__Exercise material__:
◆ ◆ ◆ ◆
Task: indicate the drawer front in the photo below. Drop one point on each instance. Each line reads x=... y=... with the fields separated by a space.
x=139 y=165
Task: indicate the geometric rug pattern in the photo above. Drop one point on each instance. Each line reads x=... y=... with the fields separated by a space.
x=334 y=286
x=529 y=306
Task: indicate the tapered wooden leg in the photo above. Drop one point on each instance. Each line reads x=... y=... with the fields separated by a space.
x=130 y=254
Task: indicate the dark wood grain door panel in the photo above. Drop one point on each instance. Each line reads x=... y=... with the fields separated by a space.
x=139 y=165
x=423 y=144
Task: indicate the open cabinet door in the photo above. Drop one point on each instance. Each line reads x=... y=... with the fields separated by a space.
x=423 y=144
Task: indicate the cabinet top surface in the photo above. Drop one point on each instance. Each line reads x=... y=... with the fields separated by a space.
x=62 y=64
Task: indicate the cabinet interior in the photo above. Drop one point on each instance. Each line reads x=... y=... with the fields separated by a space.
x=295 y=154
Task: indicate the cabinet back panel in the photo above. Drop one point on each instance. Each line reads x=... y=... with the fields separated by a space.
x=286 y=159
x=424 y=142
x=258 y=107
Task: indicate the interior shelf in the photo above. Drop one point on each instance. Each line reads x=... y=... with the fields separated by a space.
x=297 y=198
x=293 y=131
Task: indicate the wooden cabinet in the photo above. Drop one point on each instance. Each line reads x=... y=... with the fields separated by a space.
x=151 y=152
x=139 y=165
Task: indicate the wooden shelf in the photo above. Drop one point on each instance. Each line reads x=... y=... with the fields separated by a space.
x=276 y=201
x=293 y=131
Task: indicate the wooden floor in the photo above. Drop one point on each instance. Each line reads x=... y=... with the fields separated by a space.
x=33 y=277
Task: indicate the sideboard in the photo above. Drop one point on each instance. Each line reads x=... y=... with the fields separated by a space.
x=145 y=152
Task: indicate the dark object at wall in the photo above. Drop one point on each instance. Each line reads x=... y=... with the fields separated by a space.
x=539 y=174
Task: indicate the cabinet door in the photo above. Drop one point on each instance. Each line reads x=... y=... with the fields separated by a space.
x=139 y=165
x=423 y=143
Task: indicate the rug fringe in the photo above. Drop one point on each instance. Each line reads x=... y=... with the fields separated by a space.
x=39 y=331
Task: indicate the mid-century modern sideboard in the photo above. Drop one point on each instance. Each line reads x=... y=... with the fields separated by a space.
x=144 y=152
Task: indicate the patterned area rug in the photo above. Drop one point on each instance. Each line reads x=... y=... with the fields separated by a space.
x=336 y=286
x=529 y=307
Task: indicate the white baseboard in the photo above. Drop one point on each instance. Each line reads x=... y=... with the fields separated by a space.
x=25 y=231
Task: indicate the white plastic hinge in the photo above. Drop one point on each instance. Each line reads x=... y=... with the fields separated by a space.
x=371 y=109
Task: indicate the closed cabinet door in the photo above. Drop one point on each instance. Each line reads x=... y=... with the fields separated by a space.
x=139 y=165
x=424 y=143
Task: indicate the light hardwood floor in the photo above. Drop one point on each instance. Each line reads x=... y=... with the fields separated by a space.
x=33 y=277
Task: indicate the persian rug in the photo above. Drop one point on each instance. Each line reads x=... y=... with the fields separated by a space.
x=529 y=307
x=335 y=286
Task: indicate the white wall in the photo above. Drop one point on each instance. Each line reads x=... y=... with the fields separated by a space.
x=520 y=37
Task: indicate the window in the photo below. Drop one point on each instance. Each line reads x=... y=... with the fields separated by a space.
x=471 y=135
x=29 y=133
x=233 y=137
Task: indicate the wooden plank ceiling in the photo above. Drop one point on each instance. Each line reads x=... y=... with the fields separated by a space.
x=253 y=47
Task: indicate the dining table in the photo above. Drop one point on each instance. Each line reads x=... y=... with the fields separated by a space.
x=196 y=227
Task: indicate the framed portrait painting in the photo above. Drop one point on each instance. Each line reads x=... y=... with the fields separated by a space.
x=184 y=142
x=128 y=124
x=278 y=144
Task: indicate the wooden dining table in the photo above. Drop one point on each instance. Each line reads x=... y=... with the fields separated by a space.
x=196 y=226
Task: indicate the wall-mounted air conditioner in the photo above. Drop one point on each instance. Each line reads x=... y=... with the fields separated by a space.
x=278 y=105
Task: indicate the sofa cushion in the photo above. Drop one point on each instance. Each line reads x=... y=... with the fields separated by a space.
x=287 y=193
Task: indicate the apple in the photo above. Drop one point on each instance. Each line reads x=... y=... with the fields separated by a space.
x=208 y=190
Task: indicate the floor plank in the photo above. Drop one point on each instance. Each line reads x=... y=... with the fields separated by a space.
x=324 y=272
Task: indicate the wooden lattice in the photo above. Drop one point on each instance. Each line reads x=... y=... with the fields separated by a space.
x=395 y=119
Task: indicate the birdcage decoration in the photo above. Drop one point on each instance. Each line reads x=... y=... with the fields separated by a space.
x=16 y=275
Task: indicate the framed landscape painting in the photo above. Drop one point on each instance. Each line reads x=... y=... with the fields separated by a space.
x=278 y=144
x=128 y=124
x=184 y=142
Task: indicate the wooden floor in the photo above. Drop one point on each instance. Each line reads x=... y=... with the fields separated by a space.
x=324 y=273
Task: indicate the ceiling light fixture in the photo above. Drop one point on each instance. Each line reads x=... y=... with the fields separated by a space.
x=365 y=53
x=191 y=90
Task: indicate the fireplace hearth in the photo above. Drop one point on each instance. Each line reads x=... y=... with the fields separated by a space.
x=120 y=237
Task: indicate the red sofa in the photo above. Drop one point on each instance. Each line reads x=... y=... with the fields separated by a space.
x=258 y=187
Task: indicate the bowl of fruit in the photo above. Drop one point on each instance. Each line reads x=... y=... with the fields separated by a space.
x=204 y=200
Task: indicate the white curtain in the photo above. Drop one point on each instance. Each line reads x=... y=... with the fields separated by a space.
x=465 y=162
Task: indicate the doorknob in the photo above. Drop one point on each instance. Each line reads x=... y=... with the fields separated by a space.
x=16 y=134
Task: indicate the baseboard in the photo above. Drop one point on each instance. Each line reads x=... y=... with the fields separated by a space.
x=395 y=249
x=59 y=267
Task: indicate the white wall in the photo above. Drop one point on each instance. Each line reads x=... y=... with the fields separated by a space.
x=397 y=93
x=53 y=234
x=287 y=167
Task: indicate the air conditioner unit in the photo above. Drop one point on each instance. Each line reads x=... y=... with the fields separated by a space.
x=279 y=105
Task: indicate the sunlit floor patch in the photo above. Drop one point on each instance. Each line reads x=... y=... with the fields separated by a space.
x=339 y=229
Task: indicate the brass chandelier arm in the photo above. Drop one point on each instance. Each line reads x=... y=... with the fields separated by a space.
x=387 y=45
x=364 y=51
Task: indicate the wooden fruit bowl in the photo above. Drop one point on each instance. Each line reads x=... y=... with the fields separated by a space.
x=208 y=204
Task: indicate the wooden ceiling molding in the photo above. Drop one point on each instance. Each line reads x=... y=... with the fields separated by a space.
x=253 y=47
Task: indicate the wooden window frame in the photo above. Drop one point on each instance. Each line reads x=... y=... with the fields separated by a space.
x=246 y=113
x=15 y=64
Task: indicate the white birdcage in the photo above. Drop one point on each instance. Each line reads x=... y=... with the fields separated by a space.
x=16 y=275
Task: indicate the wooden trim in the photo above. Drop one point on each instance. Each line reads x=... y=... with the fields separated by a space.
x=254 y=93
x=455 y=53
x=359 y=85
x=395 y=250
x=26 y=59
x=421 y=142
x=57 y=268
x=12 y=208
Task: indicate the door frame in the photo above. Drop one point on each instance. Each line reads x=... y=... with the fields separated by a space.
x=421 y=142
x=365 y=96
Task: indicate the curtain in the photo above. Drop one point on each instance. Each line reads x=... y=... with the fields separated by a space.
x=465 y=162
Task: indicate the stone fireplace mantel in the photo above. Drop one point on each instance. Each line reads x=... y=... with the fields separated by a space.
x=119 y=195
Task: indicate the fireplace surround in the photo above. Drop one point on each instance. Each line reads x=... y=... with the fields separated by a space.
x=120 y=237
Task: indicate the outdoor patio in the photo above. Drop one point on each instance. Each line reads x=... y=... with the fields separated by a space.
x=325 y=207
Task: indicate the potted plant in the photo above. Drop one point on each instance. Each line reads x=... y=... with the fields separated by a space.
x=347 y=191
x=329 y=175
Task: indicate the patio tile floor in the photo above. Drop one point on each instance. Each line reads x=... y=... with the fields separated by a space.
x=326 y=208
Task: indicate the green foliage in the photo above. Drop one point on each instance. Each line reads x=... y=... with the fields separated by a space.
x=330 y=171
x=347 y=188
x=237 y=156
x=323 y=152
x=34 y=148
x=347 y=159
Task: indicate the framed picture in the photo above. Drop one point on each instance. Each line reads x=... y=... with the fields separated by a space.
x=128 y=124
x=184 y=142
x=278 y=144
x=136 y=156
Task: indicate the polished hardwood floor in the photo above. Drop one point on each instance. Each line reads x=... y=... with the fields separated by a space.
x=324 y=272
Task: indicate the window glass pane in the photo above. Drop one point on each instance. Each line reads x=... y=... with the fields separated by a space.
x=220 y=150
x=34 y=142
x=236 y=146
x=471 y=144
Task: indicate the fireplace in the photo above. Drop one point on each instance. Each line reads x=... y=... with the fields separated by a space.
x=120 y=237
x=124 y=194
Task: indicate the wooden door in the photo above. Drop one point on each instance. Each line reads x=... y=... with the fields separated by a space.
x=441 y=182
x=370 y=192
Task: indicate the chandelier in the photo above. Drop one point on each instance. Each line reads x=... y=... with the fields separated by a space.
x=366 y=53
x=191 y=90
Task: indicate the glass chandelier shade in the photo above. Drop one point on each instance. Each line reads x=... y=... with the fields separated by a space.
◆ ◆ ◆ ◆
__Given problem__:
Retype the items above without any change, everything from the beginning of the items down to the line containing "x=295 y=154", with both ends included.

__Output for this exercise__:
Task: indicate the drawer front in the photo below. Drop one point on each instance. Each line reads x=... y=... with the fields separated by a space.
x=139 y=165
Task: indicate the geometric rug pattern in the photo above. Drop one point on each instance. Each line reads x=... y=... with the fields separated by a space.
x=334 y=286
x=529 y=306
Task: indicate the tapered wooden leg in the photo above. Drop one point on each instance. Each line reads x=... y=... with the fields separated by a space.
x=130 y=254
Task: indicate the dark wood grain door panel in the photo above. Drop one point on each instance. Each line reads x=... y=... with the fields separated by a space.
x=139 y=165
x=423 y=144
Task: indicate the open cabinet door in the photo above. Drop one point on each instance. Each line reads x=... y=... with the fields separated by a space.
x=423 y=144
Task: indicate the cabinet top surface in the photo above. Drop one point on each instance. Each line reads x=... y=... with the fields separated by a space.
x=62 y=64
Task: indicate the cabinet interior in the photo above. Drop one point on each instance. Each line reads x=... y=... with the fields separated by a space.
x=295 y=154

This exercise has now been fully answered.